● **TASK DIRECTIONS**
Your answer should be only the lines below from the one with "Target: bare branch stem" to the one with "the yellow flower", repeated exactly, ends included.

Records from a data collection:

- - - - - - -

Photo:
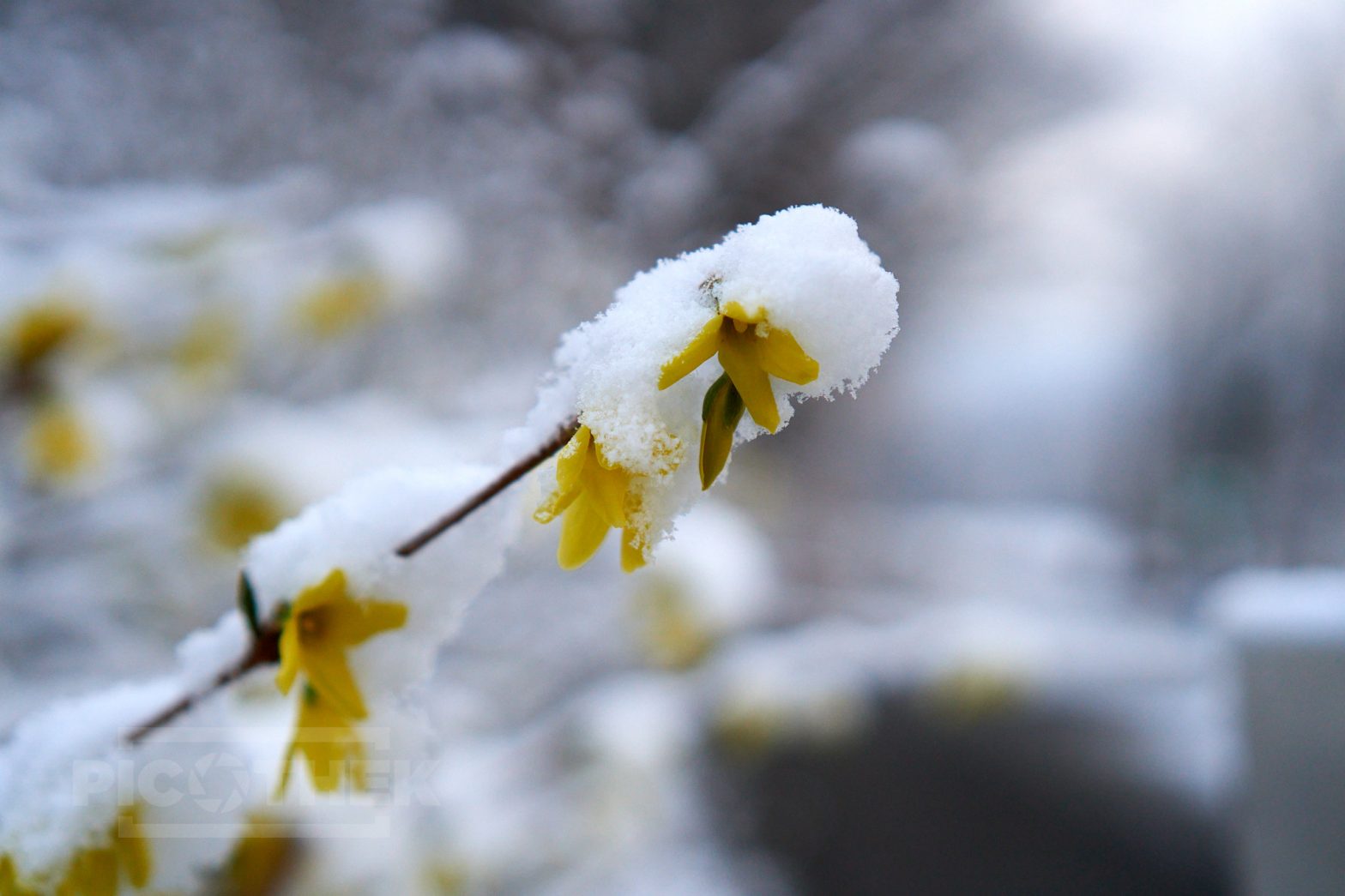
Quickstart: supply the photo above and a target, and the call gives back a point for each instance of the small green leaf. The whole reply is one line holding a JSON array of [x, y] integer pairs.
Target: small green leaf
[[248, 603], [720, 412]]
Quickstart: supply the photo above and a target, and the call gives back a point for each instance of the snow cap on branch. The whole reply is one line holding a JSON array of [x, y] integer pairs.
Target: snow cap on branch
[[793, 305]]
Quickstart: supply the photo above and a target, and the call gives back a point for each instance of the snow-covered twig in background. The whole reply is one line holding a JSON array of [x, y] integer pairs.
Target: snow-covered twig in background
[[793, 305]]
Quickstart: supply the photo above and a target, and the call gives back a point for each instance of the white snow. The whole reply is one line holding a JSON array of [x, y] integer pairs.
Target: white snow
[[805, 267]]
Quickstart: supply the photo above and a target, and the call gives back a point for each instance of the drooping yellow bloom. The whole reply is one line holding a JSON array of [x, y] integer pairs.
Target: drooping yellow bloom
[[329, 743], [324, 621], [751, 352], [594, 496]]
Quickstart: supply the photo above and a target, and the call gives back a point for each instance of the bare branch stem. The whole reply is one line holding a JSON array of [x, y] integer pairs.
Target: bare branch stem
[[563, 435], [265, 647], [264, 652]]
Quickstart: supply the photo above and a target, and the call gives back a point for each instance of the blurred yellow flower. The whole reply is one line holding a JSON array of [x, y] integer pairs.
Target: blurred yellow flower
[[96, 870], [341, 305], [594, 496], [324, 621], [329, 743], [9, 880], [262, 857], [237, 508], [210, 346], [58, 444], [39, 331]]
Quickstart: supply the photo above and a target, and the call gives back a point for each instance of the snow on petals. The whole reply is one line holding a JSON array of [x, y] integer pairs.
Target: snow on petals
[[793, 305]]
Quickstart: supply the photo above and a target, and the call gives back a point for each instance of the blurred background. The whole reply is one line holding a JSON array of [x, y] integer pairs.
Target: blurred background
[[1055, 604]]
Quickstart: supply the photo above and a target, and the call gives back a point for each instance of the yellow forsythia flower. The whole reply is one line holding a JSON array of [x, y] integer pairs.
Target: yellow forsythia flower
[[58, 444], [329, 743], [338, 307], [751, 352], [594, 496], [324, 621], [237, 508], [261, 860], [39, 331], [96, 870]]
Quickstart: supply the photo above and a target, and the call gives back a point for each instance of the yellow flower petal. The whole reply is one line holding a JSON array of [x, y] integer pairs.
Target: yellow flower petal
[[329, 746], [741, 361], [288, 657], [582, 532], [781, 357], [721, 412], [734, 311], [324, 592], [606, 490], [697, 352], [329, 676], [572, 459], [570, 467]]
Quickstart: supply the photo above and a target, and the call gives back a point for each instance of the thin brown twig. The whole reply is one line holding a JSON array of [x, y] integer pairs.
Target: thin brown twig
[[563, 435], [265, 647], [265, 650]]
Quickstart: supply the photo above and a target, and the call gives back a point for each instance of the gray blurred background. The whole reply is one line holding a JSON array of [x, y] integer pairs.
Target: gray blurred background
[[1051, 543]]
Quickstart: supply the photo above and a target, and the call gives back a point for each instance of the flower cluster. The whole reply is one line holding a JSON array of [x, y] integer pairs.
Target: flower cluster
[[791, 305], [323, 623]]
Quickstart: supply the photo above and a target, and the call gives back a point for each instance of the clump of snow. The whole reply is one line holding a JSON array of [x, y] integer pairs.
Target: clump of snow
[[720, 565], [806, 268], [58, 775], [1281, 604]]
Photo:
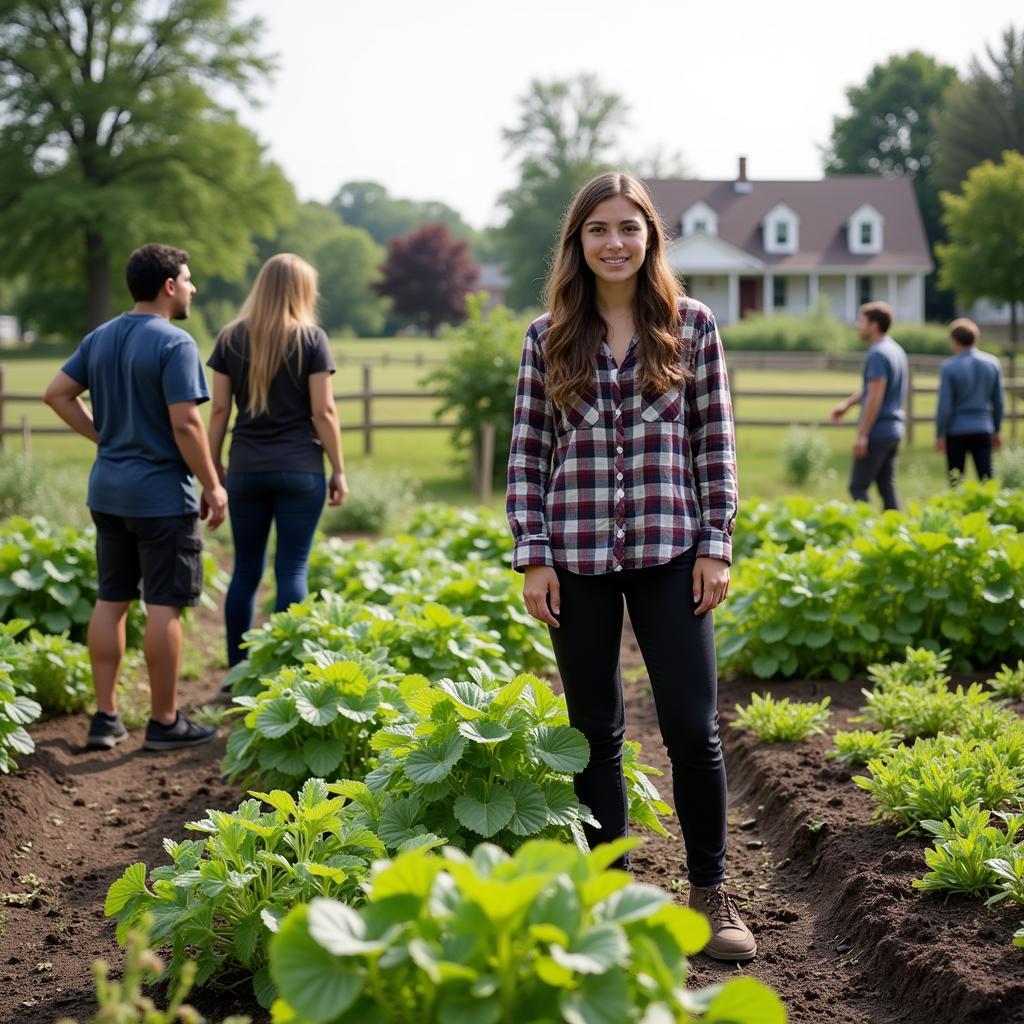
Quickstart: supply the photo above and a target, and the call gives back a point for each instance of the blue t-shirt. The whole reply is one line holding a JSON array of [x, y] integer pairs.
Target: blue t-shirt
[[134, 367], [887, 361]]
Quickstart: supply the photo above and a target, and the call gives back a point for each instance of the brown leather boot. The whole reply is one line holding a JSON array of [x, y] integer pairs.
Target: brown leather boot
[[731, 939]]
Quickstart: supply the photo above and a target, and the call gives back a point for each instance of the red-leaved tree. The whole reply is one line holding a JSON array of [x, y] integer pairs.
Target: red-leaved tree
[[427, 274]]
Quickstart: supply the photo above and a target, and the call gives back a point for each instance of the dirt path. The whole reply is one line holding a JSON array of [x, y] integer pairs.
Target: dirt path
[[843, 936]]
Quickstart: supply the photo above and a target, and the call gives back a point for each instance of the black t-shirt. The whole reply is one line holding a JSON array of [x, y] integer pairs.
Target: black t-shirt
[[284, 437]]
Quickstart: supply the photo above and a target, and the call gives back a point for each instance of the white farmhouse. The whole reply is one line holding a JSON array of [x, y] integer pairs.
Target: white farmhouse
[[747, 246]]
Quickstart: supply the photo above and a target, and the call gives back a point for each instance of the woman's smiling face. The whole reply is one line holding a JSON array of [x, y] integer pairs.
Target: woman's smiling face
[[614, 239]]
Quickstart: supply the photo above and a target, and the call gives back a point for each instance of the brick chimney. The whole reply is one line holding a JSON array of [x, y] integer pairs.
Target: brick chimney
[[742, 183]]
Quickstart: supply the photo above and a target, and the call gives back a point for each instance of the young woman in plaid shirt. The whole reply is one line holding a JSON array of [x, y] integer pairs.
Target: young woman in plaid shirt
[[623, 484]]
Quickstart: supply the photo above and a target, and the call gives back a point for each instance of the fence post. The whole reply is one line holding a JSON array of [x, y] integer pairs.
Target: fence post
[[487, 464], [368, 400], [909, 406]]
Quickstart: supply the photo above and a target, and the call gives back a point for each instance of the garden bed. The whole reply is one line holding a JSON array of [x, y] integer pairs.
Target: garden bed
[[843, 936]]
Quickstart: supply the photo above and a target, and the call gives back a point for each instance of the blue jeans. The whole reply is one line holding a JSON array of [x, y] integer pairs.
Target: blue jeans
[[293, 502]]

- - - - - - -

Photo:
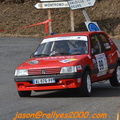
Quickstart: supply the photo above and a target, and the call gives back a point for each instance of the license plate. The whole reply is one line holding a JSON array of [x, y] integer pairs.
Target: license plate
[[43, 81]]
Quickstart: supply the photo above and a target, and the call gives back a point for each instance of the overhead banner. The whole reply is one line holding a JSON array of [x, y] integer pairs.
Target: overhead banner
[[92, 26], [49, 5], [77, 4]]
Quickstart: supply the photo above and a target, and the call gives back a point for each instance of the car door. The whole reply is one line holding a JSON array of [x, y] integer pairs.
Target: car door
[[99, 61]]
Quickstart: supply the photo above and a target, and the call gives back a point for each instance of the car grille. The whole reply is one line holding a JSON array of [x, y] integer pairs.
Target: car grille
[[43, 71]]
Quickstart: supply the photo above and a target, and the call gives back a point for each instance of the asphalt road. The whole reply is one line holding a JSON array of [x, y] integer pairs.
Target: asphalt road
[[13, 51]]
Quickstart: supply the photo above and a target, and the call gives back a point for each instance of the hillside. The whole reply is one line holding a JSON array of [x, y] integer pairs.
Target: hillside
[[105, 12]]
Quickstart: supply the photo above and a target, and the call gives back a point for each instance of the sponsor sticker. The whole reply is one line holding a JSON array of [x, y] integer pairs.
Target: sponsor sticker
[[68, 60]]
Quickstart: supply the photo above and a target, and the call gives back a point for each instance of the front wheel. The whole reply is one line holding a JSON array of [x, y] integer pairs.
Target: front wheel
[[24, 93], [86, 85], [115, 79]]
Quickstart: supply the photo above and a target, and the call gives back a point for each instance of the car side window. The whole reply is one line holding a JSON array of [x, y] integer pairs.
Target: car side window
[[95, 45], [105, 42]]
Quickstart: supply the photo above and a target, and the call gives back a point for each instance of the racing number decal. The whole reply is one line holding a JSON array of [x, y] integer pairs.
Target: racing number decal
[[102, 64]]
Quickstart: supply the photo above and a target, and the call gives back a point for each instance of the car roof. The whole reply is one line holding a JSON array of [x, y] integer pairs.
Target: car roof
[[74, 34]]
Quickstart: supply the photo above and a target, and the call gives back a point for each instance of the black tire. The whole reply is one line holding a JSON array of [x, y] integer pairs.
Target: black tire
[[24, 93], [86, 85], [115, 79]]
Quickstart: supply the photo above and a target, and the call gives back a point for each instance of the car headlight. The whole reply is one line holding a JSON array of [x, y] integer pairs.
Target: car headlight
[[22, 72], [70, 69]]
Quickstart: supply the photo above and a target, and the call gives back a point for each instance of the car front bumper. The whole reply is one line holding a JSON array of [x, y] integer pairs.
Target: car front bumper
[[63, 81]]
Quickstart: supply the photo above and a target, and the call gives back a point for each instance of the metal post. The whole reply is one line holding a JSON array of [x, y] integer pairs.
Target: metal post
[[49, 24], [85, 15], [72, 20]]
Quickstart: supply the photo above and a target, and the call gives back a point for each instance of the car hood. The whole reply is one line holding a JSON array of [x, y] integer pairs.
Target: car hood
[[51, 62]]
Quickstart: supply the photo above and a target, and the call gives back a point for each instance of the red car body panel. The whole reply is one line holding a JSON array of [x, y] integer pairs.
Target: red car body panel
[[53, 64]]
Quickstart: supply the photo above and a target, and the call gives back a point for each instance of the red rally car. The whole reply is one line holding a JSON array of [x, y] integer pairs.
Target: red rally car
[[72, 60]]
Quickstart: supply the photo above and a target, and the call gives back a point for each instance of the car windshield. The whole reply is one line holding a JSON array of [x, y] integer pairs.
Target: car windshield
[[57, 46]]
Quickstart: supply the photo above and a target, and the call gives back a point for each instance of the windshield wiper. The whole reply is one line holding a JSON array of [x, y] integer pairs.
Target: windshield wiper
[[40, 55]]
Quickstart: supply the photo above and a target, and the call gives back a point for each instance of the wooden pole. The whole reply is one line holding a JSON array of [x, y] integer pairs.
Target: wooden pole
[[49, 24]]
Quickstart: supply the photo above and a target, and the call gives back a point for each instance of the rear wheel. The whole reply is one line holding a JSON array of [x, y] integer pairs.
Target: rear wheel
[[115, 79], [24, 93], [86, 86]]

- - - - - - -

● **RESPONSE**
Target: bare branch stem
[[563, 435], [265, 647], [264, 652]]
Quickstart: supply the photo above and a target, and the call gives back a point for each instance of the blurred yellow flower. The whole reply is one line holding a JSON array of [x, y] integer pairs.
Target: blurred yellow flower
[[96, 870], [341, 305], [594, 496], [324, 621], [329, 743], [9, 880], [262, 857], [237, 508], [210, 346], [58, 444], [39, 331]]
Quickstart: supply the photo above and a target, and the call gives back a point for each instance of the snow on petals. The whole reply is one line holding a JSON array of [x, y] integer pairs.
Target: snow on petals
[[793, 305]]
Quickstart: supply the photo above and a target, and the call gives back a point for each instance of the blurred background. The whole reply is one line holding a JSON array of [x, y] integer pairs.
Target: blurred background
[[1055, 604]]
Quickstart: supply the photo above and a target, and the call gives back a point for each instance of the yellow forsythia flower. The whole reply is one line holding a JSON array of [x, y] integer pairs.
Target: yellow forsythia flower
[[58, 444], [329, 743], [338, 307], [751, 352], [594, 496], [324, 621], [237, 508], [261, 860], [39, 331], [96, 870]]
Quickstart: supply the photo above and a target, and the call gives back a point for each instance of the yellow flower petal. The whole reply is one line holding a JSON array of [x, y] integer pairs.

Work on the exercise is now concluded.